* _What is needed_: Everything in the listing below from the line containing "Target: rust orange shirt" through the line containing "Target: thumb" must be repeated exactly; the remaining lines are not wanted.

Task inputs below:

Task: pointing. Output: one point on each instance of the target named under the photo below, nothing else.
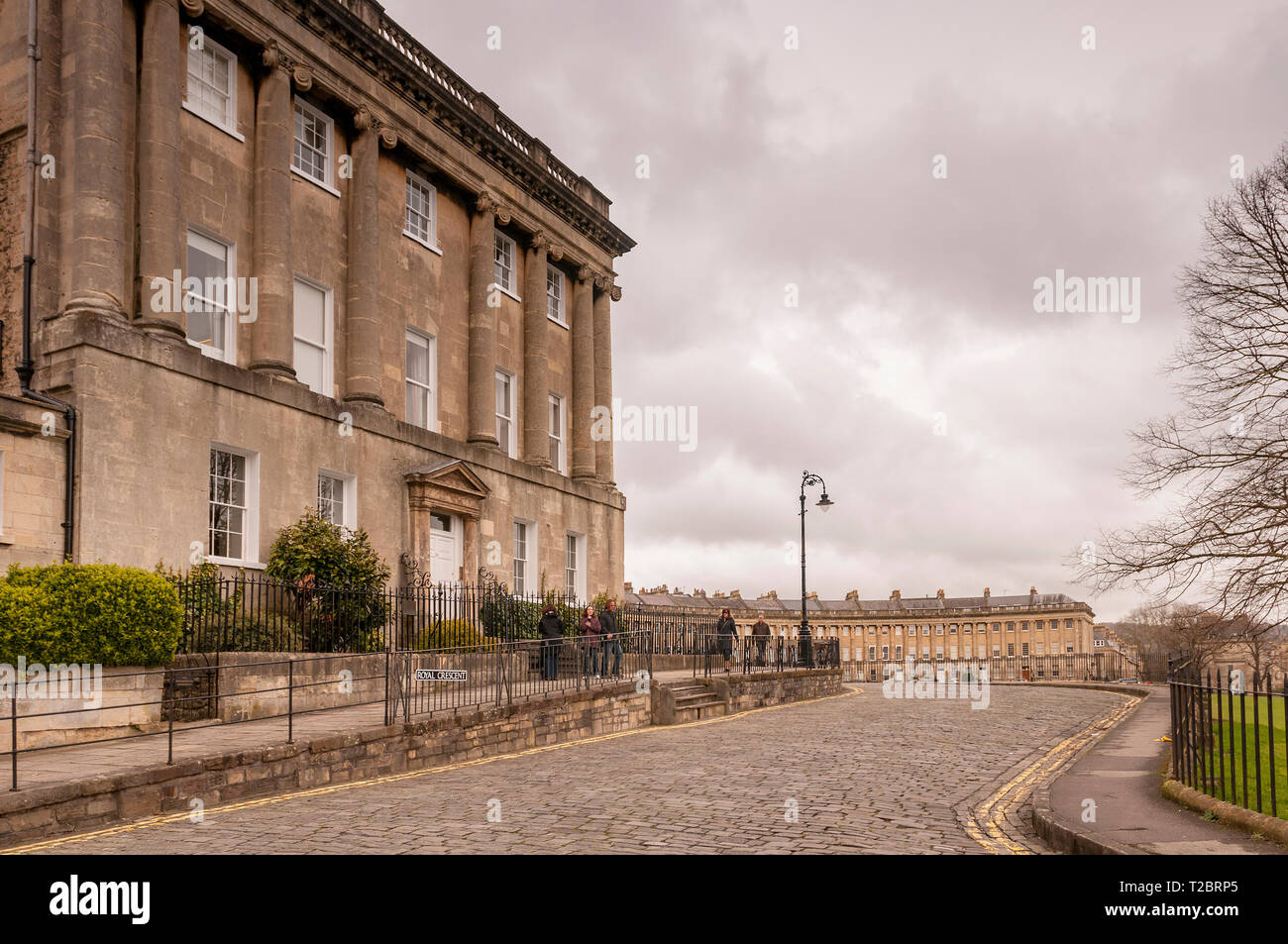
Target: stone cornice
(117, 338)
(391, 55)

End of Task inputs.
Task inputs below:

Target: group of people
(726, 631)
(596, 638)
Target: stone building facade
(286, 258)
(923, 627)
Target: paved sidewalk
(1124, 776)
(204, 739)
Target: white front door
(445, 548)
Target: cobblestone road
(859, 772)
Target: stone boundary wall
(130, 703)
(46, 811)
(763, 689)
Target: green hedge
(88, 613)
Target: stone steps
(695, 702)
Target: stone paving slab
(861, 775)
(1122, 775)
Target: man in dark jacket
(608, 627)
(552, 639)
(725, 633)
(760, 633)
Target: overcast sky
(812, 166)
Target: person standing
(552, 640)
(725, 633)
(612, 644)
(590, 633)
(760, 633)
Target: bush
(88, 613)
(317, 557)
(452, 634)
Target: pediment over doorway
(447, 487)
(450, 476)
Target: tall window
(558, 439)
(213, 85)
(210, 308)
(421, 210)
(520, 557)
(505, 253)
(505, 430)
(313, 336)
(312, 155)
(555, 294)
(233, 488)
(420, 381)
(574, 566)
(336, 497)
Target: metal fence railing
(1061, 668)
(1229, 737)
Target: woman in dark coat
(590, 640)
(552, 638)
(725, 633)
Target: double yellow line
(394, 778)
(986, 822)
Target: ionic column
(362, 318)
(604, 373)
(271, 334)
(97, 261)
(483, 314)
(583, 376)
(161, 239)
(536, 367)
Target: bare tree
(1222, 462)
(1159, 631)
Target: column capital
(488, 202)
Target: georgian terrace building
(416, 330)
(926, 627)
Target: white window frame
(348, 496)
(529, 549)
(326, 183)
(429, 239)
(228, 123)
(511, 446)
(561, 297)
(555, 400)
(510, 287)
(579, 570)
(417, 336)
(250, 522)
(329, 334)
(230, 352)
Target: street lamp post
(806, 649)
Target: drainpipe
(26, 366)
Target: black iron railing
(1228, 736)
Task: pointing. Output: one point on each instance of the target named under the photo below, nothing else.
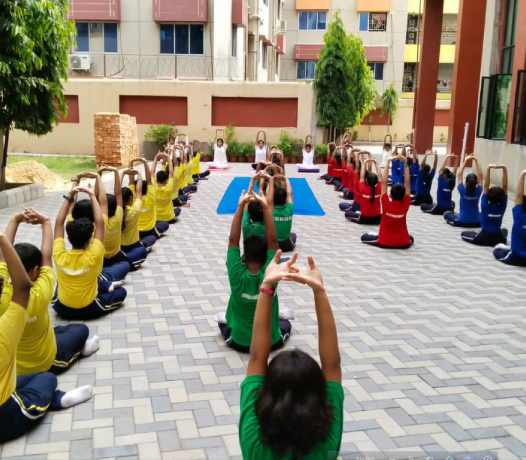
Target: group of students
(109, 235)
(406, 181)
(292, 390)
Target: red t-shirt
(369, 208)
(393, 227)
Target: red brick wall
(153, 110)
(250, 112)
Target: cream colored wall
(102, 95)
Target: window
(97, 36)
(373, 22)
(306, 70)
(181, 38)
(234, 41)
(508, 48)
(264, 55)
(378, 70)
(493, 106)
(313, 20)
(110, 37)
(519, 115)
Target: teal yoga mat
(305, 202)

End of Task inputs.
Task inputs below:

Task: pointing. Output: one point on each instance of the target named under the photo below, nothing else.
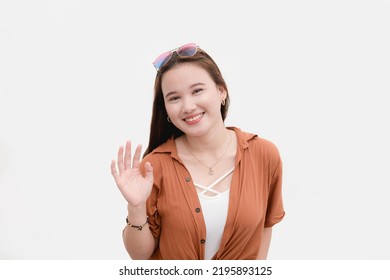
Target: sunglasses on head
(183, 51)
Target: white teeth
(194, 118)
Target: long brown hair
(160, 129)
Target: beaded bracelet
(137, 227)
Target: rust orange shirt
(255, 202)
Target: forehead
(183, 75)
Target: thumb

End of Task inputs.

* _Answer for the task_:
Target: rust orange shirt
(255, 202)
Target: forehead
(183, 75)
Target: thumb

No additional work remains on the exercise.